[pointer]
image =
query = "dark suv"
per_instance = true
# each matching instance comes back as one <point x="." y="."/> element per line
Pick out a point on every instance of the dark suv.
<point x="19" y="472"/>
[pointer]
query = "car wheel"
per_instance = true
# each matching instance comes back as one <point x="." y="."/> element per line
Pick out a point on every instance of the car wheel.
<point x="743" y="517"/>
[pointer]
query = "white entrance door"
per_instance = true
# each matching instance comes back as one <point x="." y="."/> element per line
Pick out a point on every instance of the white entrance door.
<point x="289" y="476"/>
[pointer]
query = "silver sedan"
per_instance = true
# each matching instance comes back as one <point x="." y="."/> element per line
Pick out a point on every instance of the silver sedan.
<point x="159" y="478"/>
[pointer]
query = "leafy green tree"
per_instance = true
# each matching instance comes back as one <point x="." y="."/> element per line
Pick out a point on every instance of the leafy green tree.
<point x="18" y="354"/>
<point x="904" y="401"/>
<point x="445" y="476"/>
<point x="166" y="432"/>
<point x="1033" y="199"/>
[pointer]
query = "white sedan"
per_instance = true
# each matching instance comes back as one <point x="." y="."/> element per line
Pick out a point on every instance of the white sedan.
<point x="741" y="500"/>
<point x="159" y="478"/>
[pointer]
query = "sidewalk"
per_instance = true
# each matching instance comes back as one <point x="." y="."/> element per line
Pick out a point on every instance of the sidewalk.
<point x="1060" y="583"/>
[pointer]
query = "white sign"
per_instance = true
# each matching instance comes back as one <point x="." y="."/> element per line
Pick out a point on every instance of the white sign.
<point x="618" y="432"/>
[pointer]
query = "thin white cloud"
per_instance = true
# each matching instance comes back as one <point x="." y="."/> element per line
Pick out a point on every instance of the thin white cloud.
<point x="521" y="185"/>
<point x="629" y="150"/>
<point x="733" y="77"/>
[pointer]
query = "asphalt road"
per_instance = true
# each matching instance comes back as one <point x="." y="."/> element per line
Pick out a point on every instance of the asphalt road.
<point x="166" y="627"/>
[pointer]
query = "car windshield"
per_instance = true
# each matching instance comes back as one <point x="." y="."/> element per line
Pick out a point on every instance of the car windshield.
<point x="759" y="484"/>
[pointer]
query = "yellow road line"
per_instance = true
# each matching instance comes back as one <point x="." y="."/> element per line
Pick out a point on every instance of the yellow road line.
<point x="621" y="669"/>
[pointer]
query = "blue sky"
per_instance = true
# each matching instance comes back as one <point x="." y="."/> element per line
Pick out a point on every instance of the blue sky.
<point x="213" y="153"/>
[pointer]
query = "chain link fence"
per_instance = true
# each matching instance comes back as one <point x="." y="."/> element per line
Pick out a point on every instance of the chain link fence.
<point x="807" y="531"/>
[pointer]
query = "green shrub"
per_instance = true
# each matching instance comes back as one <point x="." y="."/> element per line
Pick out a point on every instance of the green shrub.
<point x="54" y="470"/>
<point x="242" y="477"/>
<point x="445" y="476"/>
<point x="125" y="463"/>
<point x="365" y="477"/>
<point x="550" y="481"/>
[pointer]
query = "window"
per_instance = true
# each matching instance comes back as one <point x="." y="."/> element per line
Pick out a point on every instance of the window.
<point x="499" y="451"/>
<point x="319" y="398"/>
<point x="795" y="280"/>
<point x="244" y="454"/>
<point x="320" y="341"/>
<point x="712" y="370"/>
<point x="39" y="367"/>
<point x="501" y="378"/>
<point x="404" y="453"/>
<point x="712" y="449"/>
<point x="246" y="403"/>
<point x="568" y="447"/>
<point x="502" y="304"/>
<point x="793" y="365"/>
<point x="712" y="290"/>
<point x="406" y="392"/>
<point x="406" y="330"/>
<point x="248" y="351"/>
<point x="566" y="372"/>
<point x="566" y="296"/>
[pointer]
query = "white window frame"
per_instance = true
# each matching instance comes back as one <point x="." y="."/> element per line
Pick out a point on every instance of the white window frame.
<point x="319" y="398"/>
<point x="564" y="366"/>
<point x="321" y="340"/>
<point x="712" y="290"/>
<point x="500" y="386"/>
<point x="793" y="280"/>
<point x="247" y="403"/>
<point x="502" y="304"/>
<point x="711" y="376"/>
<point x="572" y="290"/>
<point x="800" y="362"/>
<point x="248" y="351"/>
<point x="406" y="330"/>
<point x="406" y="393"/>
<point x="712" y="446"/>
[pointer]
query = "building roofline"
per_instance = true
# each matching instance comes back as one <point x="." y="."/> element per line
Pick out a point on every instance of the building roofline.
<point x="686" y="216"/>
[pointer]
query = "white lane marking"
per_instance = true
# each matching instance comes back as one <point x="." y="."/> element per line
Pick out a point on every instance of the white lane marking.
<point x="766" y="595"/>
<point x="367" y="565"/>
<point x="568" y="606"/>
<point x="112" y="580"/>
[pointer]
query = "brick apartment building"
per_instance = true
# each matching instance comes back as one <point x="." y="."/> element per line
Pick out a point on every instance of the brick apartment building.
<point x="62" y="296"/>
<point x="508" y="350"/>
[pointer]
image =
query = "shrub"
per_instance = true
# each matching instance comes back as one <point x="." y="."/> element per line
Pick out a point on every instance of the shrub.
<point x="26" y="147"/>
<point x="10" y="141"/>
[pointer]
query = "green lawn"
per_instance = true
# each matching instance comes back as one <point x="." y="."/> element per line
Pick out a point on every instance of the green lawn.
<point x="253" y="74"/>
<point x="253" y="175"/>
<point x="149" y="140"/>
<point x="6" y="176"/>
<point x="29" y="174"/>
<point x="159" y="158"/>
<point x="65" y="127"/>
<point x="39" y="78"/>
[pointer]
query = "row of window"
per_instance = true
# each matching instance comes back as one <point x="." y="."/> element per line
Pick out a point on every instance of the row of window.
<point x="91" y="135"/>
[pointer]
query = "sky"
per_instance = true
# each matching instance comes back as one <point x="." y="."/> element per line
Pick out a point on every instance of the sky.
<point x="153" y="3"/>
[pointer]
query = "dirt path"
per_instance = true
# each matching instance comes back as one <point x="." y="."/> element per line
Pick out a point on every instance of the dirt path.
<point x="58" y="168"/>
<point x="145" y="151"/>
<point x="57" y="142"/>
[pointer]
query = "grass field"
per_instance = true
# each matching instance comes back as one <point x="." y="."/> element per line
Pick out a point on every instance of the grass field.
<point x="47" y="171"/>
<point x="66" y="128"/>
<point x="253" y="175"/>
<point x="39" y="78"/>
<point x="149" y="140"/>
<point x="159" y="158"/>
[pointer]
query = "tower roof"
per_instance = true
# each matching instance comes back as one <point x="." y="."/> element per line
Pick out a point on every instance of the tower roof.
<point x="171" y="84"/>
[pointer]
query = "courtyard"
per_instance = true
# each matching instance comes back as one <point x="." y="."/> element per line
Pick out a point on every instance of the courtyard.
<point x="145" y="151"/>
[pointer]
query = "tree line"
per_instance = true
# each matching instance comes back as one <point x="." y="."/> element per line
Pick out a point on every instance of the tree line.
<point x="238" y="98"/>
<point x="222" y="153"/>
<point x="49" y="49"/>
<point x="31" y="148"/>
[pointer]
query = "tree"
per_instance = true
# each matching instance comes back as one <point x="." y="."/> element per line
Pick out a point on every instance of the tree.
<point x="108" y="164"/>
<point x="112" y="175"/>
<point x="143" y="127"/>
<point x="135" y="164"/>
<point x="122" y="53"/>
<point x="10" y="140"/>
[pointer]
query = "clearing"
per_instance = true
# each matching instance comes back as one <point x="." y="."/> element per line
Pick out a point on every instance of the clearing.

········

▸ Exercise aim: Above are the records; copy exactly the lines from the one with "Pick out a point on every instance of the tree." through the final line.

▸ Exercise response:
Pick out a point on every instance of the tree.
<point x="108" y="164"/>
<point x="112" y="175"/>
<point x="143" y="127"/>
<point x="135" y="164"/>
<point x="122" y="53"/>
<point x="10" y="140"/>
[pointer]
query = "clearing"
per_instance = true
# each matching instance comes back as one <point x="." y="."/> element per line
Pick out a point on every instance of the clearing.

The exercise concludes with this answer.